> [DIRECTION A]
Answer these from the text on stat-based grinding below:
(i) Which game is given as an example of the immersion this system can provide?
(ii) What kind of character does the text say can result when enemies don't attack the character placed in front of them?
(iii) Which games commonly have skill grinding with professions?
> [DIRECTION B]
Please set down the passage of the text on stat-based grinding below, from "Other games do" to "grinding with professions.)".

====== SELECTED EXCERPT ======

One of the most common is Stat based grinding. In an RPG that uses this system, there are no actual "Levels" to gain, per se. Instead, you are playing to increase your stats. As opposed to leveling up the character overall and giving them a boost to every stat, you level up each stat individually, or can work on multiple ones. How do you do this? It's actually rather simple, use the stat more and then you gain it. So you would gain more strength and accuracy by landing successful damaging hits on enemies, and vice versa for other stats.

This is based off of real life workouts. If you want to boost your overall strength, you practice lifting more and more weight, but if you want to boost endurance, then you practice bigger reps. One of the pros of Stat based grinding is that you can customize characters a little more this way, and it can give that feel of immersion to it. (Such as say, Morrowind.) It also gives some strategizing because you need a certain stat but you don't just go out smacking enemies to level up your magic stat.

This may or may not take less time than level grinding, but sometimes a notable difference can be whether or not the stats are either gained a bunch of times, but you only get small boosts, or just gain one or two big boosts every now and then. Now it seems instead of just leveling, you're trying to build up stats.

This is not without its drawbacks, however. As mentioned before, this could actually take longer than simple Level Grinding because you might find a Peninsula of Power Leveling in a Level-based-grinding game. Stat-Based-Grinding doesn't really work that well with a Peninsula of Power Leveling. Another drawback involving gameplay would be a potential Catch22. You need to build your defense and health/stamina by getting hit, right? Well, that will not help you can't take any hits since you need to survive the hits to gain any stats. You need accuracy to hit enemies, but without accuracy, you can't hit the enemies. Finally, it is not only dependent on what the player does in battle but what the enemies do. In a party-based game, a player would find themselves putting someone out right in front of an enemy in hopes they decide to attack the character, that way the character will gain much-needed defense and HP. And if they don't, the player could wind up with characters who are extremely powerful but have little more HP than they actually started with, creating a true Glass Cannon.

Another minor drawback may be that with the absence of levels, it can be a little harder to gauge how strong you should be by a certain point. Levels give you an idea on what level you should be before attempting a certain sidequest or starting off an event. But if the enemies scale with you, this wouldn't be a problem.

In practice, it often falls into a Violation of Common Sense. The enemies may not always attack who you want them to, so a good way to level up your characters' health and defense? Intentionally place them in harm's way, and let enemies beat on them.

Other games do actually combine simple Level Grinding with Stat based grinding. Since statistics and percentages are the bread and butter of the RPG Genre (don't let those fanboys prove you wrong) and it is your statistics that rule the battlefield, you may not start off automatically knowing how to use an axe as effectively as a sword. Some games instead make you train an individual skill in a weapon or armour proficiency by using it, or commonly, trade skills. These may often not require grinding, or at least as much as stat-grinding. (Commonly, MMORPGs have this type of grinding with professions.)

====== STORED ROWS ======

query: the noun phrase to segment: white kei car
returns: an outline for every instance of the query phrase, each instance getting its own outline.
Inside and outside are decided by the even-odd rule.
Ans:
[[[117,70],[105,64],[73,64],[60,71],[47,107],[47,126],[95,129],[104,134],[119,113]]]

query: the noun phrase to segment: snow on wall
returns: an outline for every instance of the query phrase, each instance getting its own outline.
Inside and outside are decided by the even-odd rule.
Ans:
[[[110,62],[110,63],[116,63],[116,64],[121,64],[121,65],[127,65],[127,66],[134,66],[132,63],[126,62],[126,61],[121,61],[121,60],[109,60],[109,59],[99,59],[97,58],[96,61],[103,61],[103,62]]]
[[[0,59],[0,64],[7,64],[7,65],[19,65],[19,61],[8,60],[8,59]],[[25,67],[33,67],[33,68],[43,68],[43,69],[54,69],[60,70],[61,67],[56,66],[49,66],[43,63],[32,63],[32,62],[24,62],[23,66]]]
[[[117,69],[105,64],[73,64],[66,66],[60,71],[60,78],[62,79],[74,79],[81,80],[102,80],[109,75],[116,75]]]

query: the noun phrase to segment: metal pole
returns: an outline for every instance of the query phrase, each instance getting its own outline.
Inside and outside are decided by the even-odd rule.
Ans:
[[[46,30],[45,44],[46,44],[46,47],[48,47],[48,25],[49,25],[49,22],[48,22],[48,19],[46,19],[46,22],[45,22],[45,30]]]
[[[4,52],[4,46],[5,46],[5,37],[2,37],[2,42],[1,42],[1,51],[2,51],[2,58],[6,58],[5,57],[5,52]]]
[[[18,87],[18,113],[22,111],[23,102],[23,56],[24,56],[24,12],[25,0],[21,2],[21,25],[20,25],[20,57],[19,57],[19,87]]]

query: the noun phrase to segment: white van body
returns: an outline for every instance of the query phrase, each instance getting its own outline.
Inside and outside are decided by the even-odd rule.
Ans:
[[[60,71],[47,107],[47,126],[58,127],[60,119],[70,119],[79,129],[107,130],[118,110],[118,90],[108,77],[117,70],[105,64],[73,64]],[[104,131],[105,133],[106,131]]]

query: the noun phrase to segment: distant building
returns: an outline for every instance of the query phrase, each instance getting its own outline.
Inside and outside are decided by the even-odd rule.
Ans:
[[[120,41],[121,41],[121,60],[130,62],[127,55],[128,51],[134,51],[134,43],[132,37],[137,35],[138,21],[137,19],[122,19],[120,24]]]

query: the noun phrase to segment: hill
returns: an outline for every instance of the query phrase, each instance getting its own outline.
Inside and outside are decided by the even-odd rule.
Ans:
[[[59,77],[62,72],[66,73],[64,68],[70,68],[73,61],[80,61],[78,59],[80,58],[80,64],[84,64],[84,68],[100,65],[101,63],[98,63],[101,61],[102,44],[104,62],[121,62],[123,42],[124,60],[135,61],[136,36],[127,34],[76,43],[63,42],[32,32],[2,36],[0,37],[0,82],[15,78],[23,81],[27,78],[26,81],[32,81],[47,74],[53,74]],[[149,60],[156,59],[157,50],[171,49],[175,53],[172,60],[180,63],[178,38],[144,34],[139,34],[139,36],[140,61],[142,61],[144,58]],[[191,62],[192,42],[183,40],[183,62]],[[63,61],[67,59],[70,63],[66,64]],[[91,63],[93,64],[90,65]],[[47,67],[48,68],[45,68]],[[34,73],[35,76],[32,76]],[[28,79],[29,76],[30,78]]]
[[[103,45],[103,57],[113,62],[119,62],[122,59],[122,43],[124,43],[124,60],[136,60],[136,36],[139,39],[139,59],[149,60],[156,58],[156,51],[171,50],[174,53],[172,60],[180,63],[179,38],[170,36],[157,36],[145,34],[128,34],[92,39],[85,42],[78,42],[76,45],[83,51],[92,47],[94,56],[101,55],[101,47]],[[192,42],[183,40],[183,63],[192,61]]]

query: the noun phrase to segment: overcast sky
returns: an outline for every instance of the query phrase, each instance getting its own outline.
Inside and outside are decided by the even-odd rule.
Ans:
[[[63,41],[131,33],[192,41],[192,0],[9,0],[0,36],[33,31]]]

======

> [FINISHED ANSWER A]
(i) Morrowind
(ii) A true Glass Cannon: extremely powerful but with little more HP than it started with
(iii) MMORPGs

> [FINISHED ANSWER B]
Other games do actually combine simple Level Grinding with Stat based grinding. Since statistics and percentages are the bread and butter of the RPG Genre (don't let those fanboys prove you wrong) and it is your statistics that rule the battlefield, you may not start off automatically knowing how to use an axe as effectively as a sword. Some games instead make you train an individual skill in a weapon or armour proficiency by using it, or commonly, trade skills. These may often not require grinding, or at least as much as stat-grinding. (Commonly, MMORPGs have this type of grinding with professions.)